**GIVEN EXERCISE**. Give back every line exactly as it appears, pictures excluded.

(Data records)
start

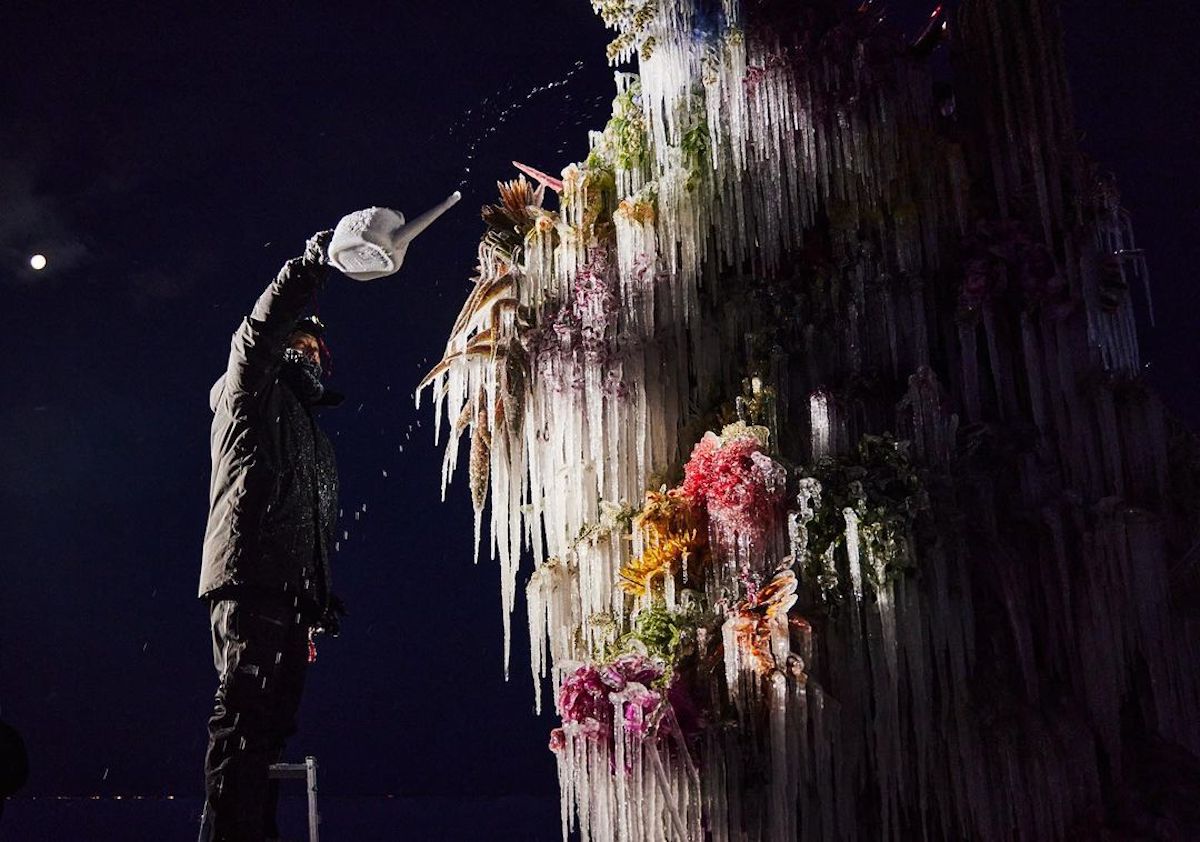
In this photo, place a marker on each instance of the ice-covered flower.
(737, 481)
(586, 698)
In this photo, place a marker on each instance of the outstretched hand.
(316, 250)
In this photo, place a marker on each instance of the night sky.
(166, 163)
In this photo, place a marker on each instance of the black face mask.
(303, 376)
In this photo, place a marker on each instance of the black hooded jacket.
(273, 499)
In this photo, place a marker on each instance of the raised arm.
(258, 343)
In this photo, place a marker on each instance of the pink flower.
(741, 486)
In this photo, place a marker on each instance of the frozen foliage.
(816, 404)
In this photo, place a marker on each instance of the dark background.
(167, 161)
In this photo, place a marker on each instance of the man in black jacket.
(273, 506)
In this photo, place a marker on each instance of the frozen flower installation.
(817, 406)
(732, 476)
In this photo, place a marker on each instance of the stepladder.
(304, 771)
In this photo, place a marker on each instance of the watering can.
(370, 244)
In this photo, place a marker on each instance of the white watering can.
(370, 244)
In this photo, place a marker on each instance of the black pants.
(261, 651)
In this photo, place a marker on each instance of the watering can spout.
(371, 244)
(405, 234)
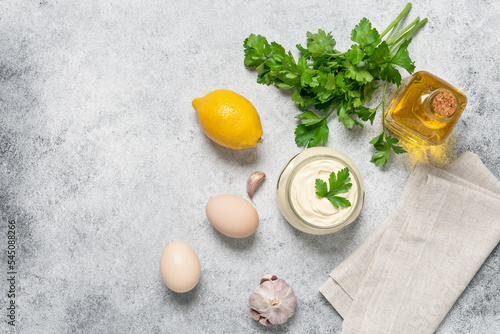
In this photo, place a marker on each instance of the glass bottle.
(424, 109)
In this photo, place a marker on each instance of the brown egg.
(179, 267)
(232, 216)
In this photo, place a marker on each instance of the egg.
(232, 215)
(179, 267)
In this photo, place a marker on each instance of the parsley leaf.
(338, 185)
(383, 145)
(332, 82)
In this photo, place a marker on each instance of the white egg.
(180, 267)
(232, 215)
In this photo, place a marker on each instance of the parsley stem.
(395, 23)
(411, 25)
(404, 37)
(383, 107)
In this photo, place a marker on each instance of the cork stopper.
(445, 103)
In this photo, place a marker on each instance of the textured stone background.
(102, 161)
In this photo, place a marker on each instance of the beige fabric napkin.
(407, 274)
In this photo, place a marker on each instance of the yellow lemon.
(229, 119)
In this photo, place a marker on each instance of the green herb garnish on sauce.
(338, 184)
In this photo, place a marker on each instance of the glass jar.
(424, 109)
(292, 210)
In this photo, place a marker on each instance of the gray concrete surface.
(102, 160)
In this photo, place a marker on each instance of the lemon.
(229, 119)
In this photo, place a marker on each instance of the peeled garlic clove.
(253, 182)
(273, 302)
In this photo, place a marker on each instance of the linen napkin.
(407, 274)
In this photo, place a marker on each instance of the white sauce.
(311, 207)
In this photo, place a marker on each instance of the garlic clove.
(253, 182)
(273, 301)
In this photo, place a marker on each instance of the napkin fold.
(407, 274)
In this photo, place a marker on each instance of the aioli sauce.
(311, 207)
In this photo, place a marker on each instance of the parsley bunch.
(329, 80)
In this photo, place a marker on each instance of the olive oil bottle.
(424, 109)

end

**EXERCISE ANSWER**.
In this photo, place a marker on each instance of the ice-covered flower.
(737, 481)
(586, 698)
In this photo, place a marker on each instance of the outstretched hand.
(316, 250)
In this photo, place a marker on each instance of the night sky.
(166, 163)
In this photo, place a marker on each instance of the black face mask.
(303, 376)
In this photo, place a marker on each instance of the black hooded jacket.
(273, 499)
In this photo, place a marker on each instance of the raised arm.
(258, 343)
In this photo, place a marker on each instance of the pink flower.
(741, 486)
In this photo, place a marker on each instance of the frozen foliage.
(816, 404)
In this photo, place a marker on each instance of the dark background.
(167, 161)
In this photo, place a marker on each instance of the man in black jacket.
(273, 506)
In this photo, place a marker on each instance of the frozen flower installation.
(817, 406)
(732, 476)
In this photo, place a marker on each instance of the stepladder.
(304, 771)
In this photo, place a marker on each instance of the watering can.
(370, 244)
In this photo, place a marker on each instance of the white watering can.
(370, 244)
In this photo, place a marker on each instance of the black pants.
(261, 651)
In this photo, place a marker on each instance of the watering can spout.
(371, 244)
(405, 234)
In this photo, place a marker on each instance of the glass bottle.
(424, 109)
In this photo, place a marker on each instance of the brown egg.
(179, 267)
(232, 216)
In this photo, place a marker on each instance of the egg.
(232, 215)
(179, 267)
In this photo, place a marker on each instance of the parsley leaf.
(338, 185)
(383, 145)
(332, 82)
In this photo, place a marker on each instance of the white egg.
(180, 267)
(232, 215)
In this photo, place a marker on each instance of the parsley stem.
(395, 23)
(411, 25)
(404, 37)
(383, 107)
In this photo, place a marker on each instance of the cork stopper.
(445, 103)
In this photo, place a marker on each instance of the textured stone background.
(102, 161)
In this photo, place a marker on each instance of the beige fabric napkin.
(407, 274)
In this photo, place a marker on each instance of the yellow lemon.
(229, 119)
In this photo, place a marker on each instance of the green herb garnish on sauce.
(338, 184)
In this photo, place a marker on each instance of the glass jar.
(424, 109)
(292, 210)
In this photo, place a marker on each instance of the gray concrete surface.
(102, 160)
In this photo, place a marker on each instance of the lemon.
(229, 119)
In this photo, place a marker on each instance of the peeled garlic clove.
(253, 182)
(273, 302)
In this photo, place a marker on each instance of the linen napkin.
(407, 274)
In this photo, place a marker on each instance of the white sauce.
(311, 207)
In this photo, place a marker on each instance of the garlic clove.
(253, 182)
(273, 301)
In this photo, place a marker on each instance of the napkin fold.
(407, 274)
In this photo, place a marker on each instance of the aioli sauce.
(311, 207)
In this photo, place a marker on each instance of the parsley bunch.
(329, 80)
In this photo, place a marker on each instance of the olive oil bottle.
(424, 109)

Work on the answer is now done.